[Opening Recorded data section]

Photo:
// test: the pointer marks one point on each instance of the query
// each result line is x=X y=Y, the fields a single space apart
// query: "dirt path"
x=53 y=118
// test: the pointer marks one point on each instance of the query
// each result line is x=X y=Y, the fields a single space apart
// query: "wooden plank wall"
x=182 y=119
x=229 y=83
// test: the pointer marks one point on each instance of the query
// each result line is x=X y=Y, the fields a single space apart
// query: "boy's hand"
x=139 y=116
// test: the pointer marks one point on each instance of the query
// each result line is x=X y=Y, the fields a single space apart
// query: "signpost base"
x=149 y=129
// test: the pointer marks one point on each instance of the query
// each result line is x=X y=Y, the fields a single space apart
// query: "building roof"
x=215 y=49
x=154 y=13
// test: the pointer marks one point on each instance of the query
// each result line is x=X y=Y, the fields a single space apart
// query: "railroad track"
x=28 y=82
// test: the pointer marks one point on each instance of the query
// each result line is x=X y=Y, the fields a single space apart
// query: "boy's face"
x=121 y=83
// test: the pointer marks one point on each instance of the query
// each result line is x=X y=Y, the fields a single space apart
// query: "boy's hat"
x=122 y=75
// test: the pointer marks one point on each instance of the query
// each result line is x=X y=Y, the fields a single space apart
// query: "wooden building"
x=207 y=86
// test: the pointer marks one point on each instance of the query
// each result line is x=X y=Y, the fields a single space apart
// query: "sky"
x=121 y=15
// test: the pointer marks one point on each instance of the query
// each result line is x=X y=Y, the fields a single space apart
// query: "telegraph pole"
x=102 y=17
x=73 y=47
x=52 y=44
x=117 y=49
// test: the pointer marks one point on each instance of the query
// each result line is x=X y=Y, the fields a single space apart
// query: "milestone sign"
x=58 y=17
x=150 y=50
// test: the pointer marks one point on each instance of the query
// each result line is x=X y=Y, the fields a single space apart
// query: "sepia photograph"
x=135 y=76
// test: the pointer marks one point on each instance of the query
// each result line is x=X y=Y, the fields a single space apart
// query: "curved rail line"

[Closing Recorded data section]

_Exercise objective_. The material must be repeated in full, with every line exact.

_Reply_.
Photo:
// test: the pointer marks one point on each instance of the query
// each result line is x=X y=Y, the fields a single space apart
// query: "dirt path"
x=53 y=118
// test: the pointer marks one point on each instance of the query
// each result line is x=X y=Y, the fields a single space apart
// query: "wooden plank wall"
x=182 y=119
x=229 y=83
// test: the pointer marks one point on each instance of the query
// each result line is x=X y=Y, the fields a single space apart
// query: "boy's hand"
x=139 y=116
// test: the pointer marks one point on each instance of the query
// each result line is x=X y=Y, the fields a single space apart
// query: "signpost base"
x=149 y=129
// test: the pointer marks one point on each instance of the query
// each result line is x=X y=Y, the fields a single space apart
// query: "building roof"
x=215 y=49
x=154 y=13
// test: the pointer marks one point on each instance of the query
// each result line is x=X y=Y, the fields a single space apart
// query: "railroad track"
x=28 y=82
// test: the pointer marks one point on each instance of the query
// each result line is x=X y=Y, the fields a single space apart
// query: "boy's face"
x=121 y=83
// test: the pointer marks one point on each instance of the query
// each result line is x=X y=Y, the fields a single space apart
// query: "boy's hat"
x=122 y=75
// test: the pointer marks one point on each instance of the query
// each result line is x=X y=Y, the fields a single space apart
// query: "wooden building"
x=207 y=86
// test: the pointer marks one point on each instance of the query
// each result line is x=X y=Y, the fields a single space apart
// query: "sky"
x=121 y=15
// test: the pointer marks one point on each instance of the query
// each result line is x=X y=Y, the fields a single space apart
// query: "telegraph pole"
x=102 y=17
x=73 y=47
x=52 y=44
x=117 y=49
// test: the pointer marks one point on each instance of the query
// each result line is x=X y=Y, the fields a single space apart
// query: "milestone sign"
x=58 y=17
x=150 y=50
// test: the pointer marks one point on each instance of the query
// each result line is x=X y=Y, the fields a single space apart
// query: "sepia photograph"
x=135 y=76
// test: the pointer marks one point on each instance of the query
// each result line is x=X y=Y, the fields a single space apart
// query: "curved rail line"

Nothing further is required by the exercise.